▶ **Document passage**:
National Weather Service Employees Organization, Branch 9-10 (Union) and United States, Department of Commerce, National Oceanic and Atmospheric Administration, Aircraft Operations Center, Macdill Air Force Base, Florida (Agency)
[ v61 p779 ]
61 FLRA No. 156
NATIONAL WEATHER SERVICE
DEPARTMENT OF COMMERCE
NATIONAL OCEANIC AND
AIRCRAFT OPERATIONS CENTER
MACDILL AIR FORCE BASE, FLORIDA
DECISION AND ORDER
ON NEGOTIABILITY ISSUES
September 15, 2006
Before the Authority: Dale Cabaniss, Chairman and
Carol Waller Pope, Member
I. Statement of the Case
This case is before the Authority on a negotiability appeal filed by the Union under § 7105(a)(2)(E) of the Federal Service Labor-Management Relations Statute (the Statute). It concerns the negotiability of one multi-part proposal that, among other things, would permit employees to decline to fly on aircraft on which the pilots do not meet the proposed flight time requirements. The Agency filed a statement of position. The Union filed a response to the statement of position and the Agency filed a reply thereto.
For the reasons that follow, we find that the proposal is outside the duty to bargain and dismiss the petition for review.

▶ **Exercise task**:
Carry on with the FLRA negotiability decision on the pilot flight-time proposal, picking up after its final sentence.

▶ **Recorded data**:
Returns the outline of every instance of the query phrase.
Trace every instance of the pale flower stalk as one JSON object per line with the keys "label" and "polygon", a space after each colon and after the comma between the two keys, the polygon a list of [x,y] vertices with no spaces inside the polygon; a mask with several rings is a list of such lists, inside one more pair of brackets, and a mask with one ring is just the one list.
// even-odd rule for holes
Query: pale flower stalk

▶ **Output for this task**:
The Aircraft Operations Center, MacDil1 Air Force Base, Florida (Agency or AOC), is home to the fleet of aircraft operated by the United States Department of Commerce, National Oceanic and Atmospheric Administration (NOAA). The aircraft are flown by NOAA Corps officer pilots (NOAA pilots) who are uniformed service officers, rather than civilian employees, and are not in the bargaining unit. [n1] There are two categories of aircraft: light aircraft, of which there are five types, and heavy aircraft. The Agency states that bargaining unit employees "[o]ccasionally . . . may fly on the light aircraft as part of post maintenance checks, system trouble shooting or during the relocation of the aircraft while providing maintenance support for remote field programs." Statement of Position (SOP) at 5.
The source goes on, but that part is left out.